In the interview below, what title does Nagel say he has always wanted to give a sequel to Don Norman's book "Things That Make Us Smart"?

_Text provided:_
-------------------------
UBIQUITY: Is there any hope for cases like this? Or should we all just give up?

NAGEL: Well, there are people who make things called universal remotes, though I've never successfully gotten one to work. I'm told that some of them are quite good and have a lot of intelligence, so they can figure out things like "Sequencing is important, etcetera, etcetera." Phillips makes some nice, beautiful-looking products that seem to work in that regard. But still, people essentially have to program them — maybe not by writing code in the same way that software engineers write but they still have to program the devices, and I would say that, in general, people are not good at programming things.

UBIQUITY: So what's the solution?

NAGEL: Well, having a 13-year-old or 14-year-old son or daughter turns out to be a good thing to have in this new age, so I guess we should all have a couple of those around at all times, because they know how to figure this stuff out and they're interested enough and patient enough to do it. Certainly, not everyone has that kind of time and energy. My wife Joan and I bought something the other day and Joan — who by the way is very, very good with technology — said to me, "You may think this is really cool, but what it means to me is that it's another four hours a month that I'm hanging on a support line, trying to figure out how to keep this thing working." I've always loved the title of Don Norman's wonderful book "Things That Make Us Smart," and I've always wanted to write a sequel called "Things That Make Us Stupid." We now have a whole variety of devices in our lives that make us feel stupid either because we can't figure out how to use them or because they humiliate us by wasting our time and making us less productive.
-------------------------
[Stored data entries]
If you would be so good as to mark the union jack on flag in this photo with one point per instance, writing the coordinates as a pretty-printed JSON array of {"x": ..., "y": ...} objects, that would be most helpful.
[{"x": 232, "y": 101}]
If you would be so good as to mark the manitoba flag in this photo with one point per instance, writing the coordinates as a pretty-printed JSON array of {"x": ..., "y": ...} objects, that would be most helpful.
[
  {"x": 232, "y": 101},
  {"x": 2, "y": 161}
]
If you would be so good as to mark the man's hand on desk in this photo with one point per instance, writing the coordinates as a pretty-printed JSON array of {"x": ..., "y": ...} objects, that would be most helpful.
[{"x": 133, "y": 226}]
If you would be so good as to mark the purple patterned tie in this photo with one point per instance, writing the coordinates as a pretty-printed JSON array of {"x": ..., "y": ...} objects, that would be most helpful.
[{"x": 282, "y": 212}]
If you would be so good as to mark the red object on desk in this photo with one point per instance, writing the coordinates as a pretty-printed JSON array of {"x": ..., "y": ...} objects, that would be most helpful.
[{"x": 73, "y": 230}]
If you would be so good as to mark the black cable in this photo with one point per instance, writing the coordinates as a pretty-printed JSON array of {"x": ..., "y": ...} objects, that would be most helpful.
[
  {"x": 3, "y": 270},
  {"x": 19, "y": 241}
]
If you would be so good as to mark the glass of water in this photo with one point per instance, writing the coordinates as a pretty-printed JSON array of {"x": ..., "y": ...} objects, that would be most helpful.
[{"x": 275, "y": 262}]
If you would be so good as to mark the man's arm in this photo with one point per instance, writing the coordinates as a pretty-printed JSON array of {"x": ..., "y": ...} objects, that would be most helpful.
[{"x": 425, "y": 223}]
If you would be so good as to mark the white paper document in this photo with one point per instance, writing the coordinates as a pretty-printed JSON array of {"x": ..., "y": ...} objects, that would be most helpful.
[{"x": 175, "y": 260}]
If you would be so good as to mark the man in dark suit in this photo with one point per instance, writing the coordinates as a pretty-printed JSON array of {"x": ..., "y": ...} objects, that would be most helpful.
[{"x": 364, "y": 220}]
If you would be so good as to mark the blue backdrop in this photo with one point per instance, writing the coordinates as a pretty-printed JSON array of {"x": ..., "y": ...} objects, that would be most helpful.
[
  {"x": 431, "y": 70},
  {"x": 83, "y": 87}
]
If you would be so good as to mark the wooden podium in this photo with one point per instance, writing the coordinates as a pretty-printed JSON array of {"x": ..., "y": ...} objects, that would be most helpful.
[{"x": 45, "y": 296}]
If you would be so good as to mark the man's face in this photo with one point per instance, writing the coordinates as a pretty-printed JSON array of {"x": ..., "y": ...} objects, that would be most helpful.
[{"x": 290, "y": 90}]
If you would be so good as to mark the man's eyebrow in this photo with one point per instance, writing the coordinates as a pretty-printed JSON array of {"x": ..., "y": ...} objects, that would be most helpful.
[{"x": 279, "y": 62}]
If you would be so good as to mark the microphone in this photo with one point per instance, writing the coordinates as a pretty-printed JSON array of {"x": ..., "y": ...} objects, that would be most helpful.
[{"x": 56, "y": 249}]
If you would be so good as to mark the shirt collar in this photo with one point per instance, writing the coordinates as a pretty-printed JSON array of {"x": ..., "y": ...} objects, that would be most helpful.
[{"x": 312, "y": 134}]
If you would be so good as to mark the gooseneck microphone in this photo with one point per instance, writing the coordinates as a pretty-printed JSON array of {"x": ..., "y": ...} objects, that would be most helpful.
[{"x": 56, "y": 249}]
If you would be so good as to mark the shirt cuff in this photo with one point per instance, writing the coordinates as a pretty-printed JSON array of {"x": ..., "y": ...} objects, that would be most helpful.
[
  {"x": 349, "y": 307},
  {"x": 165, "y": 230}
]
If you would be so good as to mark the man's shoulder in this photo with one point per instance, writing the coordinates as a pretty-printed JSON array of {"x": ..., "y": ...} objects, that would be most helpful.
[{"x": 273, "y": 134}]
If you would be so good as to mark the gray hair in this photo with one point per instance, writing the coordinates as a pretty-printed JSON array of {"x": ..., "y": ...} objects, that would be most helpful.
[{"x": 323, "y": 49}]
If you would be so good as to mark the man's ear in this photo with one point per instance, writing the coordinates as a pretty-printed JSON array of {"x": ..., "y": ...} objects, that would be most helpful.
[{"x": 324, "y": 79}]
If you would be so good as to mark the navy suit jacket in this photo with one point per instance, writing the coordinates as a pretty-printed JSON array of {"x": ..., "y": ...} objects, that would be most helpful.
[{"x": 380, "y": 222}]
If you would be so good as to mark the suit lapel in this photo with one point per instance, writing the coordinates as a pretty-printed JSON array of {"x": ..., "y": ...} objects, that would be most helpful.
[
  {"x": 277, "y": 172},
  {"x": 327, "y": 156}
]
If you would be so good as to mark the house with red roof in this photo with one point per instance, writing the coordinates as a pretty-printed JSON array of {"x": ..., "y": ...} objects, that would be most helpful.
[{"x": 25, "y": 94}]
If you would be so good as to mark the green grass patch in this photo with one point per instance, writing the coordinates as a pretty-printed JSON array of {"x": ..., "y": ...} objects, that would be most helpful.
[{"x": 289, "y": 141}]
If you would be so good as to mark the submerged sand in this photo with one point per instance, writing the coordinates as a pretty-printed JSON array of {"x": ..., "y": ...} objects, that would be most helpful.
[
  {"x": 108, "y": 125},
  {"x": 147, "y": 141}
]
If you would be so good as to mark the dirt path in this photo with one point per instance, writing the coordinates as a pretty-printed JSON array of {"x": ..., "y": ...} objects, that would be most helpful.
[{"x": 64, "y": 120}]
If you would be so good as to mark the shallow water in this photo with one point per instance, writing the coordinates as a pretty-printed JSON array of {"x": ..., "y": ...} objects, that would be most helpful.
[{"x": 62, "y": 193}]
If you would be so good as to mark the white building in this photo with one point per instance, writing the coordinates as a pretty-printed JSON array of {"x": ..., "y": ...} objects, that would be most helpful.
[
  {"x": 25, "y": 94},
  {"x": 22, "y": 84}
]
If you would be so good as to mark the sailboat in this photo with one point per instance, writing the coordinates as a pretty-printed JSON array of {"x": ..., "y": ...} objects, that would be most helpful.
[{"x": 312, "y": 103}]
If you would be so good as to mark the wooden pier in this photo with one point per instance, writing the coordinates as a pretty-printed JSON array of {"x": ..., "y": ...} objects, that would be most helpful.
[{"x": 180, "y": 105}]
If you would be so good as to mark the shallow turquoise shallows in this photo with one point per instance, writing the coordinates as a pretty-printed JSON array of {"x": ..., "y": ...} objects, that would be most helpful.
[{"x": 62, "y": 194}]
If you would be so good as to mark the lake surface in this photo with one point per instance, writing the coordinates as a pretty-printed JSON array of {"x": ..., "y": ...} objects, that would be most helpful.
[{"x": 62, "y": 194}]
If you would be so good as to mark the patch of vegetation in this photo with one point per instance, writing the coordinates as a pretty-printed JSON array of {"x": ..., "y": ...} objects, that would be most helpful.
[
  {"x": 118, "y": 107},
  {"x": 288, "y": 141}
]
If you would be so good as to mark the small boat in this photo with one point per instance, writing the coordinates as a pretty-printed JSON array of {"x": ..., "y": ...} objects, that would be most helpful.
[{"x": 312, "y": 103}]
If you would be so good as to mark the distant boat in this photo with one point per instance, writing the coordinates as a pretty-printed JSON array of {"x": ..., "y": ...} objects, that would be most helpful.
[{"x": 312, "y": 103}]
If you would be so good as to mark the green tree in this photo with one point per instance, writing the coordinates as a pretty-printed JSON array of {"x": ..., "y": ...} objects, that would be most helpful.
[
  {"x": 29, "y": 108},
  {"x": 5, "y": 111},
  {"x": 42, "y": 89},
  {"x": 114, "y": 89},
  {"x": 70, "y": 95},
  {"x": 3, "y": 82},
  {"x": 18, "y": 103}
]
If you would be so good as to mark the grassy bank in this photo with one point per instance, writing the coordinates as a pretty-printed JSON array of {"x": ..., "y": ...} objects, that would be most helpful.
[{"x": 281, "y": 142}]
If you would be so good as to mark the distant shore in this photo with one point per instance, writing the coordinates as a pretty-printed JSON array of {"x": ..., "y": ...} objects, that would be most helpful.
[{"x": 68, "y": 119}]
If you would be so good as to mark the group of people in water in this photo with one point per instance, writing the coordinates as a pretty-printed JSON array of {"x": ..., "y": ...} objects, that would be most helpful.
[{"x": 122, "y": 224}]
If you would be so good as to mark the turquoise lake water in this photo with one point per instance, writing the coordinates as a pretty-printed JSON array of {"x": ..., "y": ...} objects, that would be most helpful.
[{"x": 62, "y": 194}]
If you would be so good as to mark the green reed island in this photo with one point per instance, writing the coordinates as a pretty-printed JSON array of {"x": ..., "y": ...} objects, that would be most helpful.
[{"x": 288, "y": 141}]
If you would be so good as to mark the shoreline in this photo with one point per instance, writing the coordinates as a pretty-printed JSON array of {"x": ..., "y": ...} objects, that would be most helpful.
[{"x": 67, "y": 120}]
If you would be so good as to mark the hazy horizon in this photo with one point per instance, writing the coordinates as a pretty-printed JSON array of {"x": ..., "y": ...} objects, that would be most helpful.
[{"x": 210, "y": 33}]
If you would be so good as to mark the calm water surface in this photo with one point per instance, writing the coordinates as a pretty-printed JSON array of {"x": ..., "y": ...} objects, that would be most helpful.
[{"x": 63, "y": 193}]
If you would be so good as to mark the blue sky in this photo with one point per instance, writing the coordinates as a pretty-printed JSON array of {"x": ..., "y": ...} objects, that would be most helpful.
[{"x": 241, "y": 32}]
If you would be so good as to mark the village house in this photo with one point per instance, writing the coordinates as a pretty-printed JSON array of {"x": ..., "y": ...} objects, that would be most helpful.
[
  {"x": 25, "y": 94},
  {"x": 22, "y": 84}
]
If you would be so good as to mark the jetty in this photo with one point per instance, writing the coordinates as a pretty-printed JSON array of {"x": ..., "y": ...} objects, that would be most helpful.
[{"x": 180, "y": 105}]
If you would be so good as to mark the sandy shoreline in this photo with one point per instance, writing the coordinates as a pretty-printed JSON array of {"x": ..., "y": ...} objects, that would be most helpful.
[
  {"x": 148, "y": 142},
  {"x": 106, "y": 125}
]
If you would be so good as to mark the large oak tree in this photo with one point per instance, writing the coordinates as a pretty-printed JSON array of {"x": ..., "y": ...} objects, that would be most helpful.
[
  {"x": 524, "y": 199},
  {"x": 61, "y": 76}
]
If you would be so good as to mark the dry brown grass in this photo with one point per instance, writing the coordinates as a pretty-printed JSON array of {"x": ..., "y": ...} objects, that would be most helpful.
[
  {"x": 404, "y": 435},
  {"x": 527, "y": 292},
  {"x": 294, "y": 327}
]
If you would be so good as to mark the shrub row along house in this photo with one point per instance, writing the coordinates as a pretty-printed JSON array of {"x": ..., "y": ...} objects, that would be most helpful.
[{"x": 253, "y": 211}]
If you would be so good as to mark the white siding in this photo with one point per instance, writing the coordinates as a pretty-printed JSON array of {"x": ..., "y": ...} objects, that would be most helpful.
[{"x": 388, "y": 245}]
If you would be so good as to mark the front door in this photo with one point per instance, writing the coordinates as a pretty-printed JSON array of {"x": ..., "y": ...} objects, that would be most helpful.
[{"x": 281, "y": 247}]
-------------------------
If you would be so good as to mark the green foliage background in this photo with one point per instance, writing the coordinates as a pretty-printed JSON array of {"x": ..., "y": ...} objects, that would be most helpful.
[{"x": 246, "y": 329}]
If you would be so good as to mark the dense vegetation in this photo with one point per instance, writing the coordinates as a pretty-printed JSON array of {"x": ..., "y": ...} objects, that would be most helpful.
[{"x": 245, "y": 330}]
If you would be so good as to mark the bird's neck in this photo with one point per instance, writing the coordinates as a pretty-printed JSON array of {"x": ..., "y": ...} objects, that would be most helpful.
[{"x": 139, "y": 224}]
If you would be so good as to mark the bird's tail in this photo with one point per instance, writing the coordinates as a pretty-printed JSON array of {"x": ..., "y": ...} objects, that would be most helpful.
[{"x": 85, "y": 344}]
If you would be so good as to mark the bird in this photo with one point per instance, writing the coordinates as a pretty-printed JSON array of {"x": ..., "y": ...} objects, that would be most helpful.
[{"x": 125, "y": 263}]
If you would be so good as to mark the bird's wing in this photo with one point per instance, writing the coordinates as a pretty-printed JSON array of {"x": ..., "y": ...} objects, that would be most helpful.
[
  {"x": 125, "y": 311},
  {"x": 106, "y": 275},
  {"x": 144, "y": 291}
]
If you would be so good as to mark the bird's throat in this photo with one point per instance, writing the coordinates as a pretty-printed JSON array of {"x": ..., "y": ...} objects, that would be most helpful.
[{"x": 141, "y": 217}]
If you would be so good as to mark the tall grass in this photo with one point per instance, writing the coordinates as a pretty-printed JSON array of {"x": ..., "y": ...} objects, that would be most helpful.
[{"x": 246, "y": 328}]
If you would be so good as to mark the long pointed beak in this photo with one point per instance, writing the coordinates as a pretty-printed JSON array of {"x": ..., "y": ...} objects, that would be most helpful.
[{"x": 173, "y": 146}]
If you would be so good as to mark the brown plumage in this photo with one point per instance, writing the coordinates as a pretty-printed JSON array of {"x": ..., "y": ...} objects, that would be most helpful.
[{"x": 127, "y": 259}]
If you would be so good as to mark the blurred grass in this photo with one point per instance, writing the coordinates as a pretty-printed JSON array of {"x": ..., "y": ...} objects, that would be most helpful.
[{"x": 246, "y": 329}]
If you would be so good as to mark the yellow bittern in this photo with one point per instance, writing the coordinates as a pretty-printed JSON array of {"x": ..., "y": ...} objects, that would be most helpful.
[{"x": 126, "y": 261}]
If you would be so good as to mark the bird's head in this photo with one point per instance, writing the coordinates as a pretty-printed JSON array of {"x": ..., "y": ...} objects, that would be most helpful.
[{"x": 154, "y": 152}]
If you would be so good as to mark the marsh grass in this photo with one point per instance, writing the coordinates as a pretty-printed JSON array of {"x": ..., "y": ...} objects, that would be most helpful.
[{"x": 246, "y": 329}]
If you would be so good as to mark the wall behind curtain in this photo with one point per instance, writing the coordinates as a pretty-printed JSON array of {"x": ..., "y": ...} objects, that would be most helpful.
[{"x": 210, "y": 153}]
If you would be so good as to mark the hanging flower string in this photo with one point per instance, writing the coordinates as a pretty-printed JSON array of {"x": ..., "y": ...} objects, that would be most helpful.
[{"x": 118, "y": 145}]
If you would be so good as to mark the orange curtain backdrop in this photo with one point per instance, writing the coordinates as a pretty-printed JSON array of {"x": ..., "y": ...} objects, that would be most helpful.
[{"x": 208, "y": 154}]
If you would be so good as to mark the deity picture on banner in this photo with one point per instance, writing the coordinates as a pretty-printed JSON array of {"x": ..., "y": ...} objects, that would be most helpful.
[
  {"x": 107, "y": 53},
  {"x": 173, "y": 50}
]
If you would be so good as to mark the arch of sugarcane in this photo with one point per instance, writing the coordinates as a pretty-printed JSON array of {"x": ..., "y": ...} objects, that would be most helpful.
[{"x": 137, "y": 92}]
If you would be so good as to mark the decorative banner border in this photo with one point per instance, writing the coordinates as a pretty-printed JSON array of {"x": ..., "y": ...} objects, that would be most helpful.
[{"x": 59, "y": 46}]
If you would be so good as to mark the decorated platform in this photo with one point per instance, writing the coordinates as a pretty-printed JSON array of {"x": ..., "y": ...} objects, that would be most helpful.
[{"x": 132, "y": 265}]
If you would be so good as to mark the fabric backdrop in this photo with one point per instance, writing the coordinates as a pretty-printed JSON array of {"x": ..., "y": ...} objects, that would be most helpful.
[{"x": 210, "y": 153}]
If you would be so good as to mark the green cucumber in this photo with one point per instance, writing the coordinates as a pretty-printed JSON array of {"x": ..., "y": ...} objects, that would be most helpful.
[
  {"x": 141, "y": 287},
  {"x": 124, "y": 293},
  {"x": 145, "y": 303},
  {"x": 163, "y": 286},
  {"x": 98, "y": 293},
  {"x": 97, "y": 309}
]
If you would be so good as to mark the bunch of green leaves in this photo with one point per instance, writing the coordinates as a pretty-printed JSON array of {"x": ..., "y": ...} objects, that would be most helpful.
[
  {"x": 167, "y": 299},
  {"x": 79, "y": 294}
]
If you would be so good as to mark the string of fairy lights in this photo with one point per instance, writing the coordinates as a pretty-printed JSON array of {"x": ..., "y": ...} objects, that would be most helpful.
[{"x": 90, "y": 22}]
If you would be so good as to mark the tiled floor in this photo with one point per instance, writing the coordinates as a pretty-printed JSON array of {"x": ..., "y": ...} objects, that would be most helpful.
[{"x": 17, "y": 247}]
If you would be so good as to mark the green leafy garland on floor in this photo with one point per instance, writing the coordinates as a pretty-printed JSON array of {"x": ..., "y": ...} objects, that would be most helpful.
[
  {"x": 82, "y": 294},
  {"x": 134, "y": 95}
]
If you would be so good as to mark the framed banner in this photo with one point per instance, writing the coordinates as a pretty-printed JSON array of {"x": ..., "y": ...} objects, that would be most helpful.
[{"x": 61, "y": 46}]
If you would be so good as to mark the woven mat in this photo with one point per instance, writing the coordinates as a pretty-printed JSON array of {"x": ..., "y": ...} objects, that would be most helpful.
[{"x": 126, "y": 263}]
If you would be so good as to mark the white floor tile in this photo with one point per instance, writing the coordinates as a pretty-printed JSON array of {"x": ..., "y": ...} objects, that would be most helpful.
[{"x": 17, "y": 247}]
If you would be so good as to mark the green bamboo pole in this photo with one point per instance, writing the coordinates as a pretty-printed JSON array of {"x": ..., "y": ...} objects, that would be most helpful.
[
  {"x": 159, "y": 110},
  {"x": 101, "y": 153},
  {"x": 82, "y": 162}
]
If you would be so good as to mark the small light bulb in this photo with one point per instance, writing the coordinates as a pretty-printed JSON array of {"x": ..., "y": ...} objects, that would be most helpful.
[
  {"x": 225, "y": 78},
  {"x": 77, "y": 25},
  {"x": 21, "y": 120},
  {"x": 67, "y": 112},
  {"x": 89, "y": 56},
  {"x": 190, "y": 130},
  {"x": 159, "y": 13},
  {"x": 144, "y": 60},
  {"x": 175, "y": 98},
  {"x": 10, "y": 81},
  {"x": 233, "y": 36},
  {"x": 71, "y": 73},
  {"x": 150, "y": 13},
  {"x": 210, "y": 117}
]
-------------------------
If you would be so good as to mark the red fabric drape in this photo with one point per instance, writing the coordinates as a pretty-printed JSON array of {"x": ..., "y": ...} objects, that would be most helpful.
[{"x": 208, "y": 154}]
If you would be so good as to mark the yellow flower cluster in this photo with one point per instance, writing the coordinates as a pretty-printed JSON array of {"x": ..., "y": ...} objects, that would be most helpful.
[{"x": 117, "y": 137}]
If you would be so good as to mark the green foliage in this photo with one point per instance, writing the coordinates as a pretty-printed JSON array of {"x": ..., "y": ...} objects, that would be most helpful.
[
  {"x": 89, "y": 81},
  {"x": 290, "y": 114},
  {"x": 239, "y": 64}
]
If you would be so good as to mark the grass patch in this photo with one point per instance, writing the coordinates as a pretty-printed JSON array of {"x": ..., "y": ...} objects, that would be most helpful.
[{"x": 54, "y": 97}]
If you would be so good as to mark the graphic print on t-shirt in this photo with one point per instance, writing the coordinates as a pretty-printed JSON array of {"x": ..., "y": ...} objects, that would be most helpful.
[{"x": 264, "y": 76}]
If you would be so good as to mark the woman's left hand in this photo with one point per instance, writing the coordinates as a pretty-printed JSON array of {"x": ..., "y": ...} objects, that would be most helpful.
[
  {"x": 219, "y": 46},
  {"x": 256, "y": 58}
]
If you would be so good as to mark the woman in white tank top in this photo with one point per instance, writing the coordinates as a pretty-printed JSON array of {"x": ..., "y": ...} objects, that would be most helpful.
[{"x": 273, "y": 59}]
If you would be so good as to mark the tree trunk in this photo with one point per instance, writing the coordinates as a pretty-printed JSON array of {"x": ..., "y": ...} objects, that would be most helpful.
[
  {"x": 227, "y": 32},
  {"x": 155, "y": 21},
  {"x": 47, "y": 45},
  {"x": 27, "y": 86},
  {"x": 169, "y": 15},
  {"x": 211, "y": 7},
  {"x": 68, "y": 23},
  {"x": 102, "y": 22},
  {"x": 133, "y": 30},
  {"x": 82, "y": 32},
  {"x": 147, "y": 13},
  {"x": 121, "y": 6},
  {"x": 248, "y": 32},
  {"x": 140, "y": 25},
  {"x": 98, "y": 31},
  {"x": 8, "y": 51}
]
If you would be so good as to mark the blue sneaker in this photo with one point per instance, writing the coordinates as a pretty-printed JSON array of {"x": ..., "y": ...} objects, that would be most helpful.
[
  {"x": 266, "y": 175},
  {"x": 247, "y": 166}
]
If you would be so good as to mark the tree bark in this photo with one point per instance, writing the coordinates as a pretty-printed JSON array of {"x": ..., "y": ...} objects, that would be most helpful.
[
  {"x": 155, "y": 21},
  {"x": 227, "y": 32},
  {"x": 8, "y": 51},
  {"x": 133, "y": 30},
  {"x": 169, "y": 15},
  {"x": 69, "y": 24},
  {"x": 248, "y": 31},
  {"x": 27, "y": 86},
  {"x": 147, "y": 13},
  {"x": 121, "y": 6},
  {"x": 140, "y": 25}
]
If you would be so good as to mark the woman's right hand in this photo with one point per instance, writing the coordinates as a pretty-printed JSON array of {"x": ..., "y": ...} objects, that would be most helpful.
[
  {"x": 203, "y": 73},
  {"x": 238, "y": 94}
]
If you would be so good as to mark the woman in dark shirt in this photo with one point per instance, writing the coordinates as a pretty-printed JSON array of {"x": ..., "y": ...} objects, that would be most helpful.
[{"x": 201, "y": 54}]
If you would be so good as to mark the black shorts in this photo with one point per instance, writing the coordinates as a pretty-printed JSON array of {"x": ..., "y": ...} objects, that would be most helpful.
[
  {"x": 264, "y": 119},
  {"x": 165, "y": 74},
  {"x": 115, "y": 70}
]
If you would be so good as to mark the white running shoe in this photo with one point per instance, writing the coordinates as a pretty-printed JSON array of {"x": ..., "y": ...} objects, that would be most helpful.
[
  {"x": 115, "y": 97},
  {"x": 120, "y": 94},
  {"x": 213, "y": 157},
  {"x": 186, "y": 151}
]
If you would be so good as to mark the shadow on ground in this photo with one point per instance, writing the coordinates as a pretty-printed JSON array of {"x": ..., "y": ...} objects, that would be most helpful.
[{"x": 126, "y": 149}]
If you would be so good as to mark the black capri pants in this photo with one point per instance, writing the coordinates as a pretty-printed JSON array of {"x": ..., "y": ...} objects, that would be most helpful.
-------------------------
_Result of this exercise:_ "Things That Make Us Stupid."